Task list:
(a) Condense the paragraph of the OFN API notes that begins "The OFN API is implemented" into a short bulleted list that keeps its main facts.
(b) Return the passage of the OFN API notes word for word, from "The OFN API is" to "API routes here.".
— BEGIN Document passage —
OFN API is no longer based on Spree's API and only includes OFN specific endpoints.
We use swagger and json-api to document the OFN API. You can see the documentation here: https://app.swaggerhub.com/apis/luisramos0/the-open_food_network/0.1
To access the API, you need an API key. This can be found in the admin
backend at the right of the edit user page. That can be passed with the
X-Spree-Token
request header, or the token
query parameter.
The user api key can be found in the OFN backoffice: click on the menu Users, select the user that will use the API, see "API KEY".
The OFN API is implemented in a specific namespace /api. There are quite a few endpoints that are not under /api that render json, particularly in /admin (where they are mixed with html rendering endpoints). We do not consider these endpoints as part of the OFN API.
AMS is the serialization solution used in the OFN API, that means we stopped using rabl files in OFN. In OFN codebase, there should be no API code under app/views because AMS serializers should all be under /app/serializers.
To build a new API endpoint first you need to check what endpoint or action you what to add. There's a API specific routes file for API routes here.
We will use api/products/bulk_products as our "good" example, you can see this endpoint is a specific GET endpoint in the api routes file here.
Some comments about this example api/products/bulk_products endpoint:
- this could be the default index endpoint in the main /products route but because it's returning "products the user can edit" and not "all products the user can see", it's acceptable to have it in a different url, in this case api/products/bulk_products. The name bulk refers to the client page that uses this endpoint, ideally this should not be the case the the endpoint should only refer to the data it returns, not its clients. In this case a better name would be for example api/products/editable.
All API controllers are now under app/controllers/api here.
We can find our example bulk_products action in the api/products_controller.rb here.
— END Document passage —
— BEGIN Information shown —
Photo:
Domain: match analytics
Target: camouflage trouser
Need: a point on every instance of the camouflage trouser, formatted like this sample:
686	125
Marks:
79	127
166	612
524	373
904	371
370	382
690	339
— END Information shown —
— BEGIN Information shown —
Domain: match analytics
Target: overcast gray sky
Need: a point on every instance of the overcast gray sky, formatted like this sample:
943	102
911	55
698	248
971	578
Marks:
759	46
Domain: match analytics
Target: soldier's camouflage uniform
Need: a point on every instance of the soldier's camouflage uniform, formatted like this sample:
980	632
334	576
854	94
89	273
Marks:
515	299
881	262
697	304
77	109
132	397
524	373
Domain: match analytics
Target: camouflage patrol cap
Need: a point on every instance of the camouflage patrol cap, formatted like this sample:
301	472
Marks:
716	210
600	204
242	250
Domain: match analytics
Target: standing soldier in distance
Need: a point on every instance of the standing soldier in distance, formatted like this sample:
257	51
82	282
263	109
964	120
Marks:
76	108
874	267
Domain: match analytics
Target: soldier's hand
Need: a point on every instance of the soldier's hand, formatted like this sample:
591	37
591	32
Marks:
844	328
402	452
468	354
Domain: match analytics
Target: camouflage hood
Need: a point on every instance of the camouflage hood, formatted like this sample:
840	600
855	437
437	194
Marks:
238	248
— END Information shown —
— BEGIN Information shown —
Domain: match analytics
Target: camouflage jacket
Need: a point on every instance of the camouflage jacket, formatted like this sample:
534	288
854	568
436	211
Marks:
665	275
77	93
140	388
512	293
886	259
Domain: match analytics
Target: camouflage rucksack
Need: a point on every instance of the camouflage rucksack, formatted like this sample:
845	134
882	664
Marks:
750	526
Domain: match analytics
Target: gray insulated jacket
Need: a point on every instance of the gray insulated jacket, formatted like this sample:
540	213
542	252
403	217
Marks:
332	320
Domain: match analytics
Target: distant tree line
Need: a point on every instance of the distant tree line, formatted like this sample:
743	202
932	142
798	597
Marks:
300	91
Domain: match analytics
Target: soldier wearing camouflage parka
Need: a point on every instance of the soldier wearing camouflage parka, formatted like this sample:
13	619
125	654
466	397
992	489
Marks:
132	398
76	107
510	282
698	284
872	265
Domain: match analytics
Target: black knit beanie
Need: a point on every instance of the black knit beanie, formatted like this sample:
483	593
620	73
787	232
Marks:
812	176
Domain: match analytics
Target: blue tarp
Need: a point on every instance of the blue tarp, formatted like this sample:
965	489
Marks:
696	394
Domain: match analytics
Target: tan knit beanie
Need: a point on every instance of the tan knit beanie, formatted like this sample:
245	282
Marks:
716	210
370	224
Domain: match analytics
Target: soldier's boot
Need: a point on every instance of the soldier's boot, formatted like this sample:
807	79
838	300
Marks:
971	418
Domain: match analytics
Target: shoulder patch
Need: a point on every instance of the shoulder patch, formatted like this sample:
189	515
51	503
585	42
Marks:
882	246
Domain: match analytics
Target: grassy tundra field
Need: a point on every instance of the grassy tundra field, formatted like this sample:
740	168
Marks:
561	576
— END Information shown —
Answer list:
(a)
- The OFN API lives in the /api namespace.
- Many endpoints outside /api also render JSON, especially in /admin, where they are mixed with endpoints that render HTML.
- Those endpoints are not considered part of the OFN API.

(b)
The OFN API is implemented in a specific namespace /api. There are quite a few endpoints that are not under /api that render json, particularly in /admin (where they are mixed with html rendering endpoints). We do not consider these endpoints as part of the OFN API.
AMS is the serialization solution used in the OFN API, that means we stopped using rabl files in OFN. In OFN codebase, there should be no API code under app/views because AMS serializers should all be under /app/serializers.
To build a new API endpoint first you need to check what endpoint or action you what to add. There's a API specific routes file for API routes here.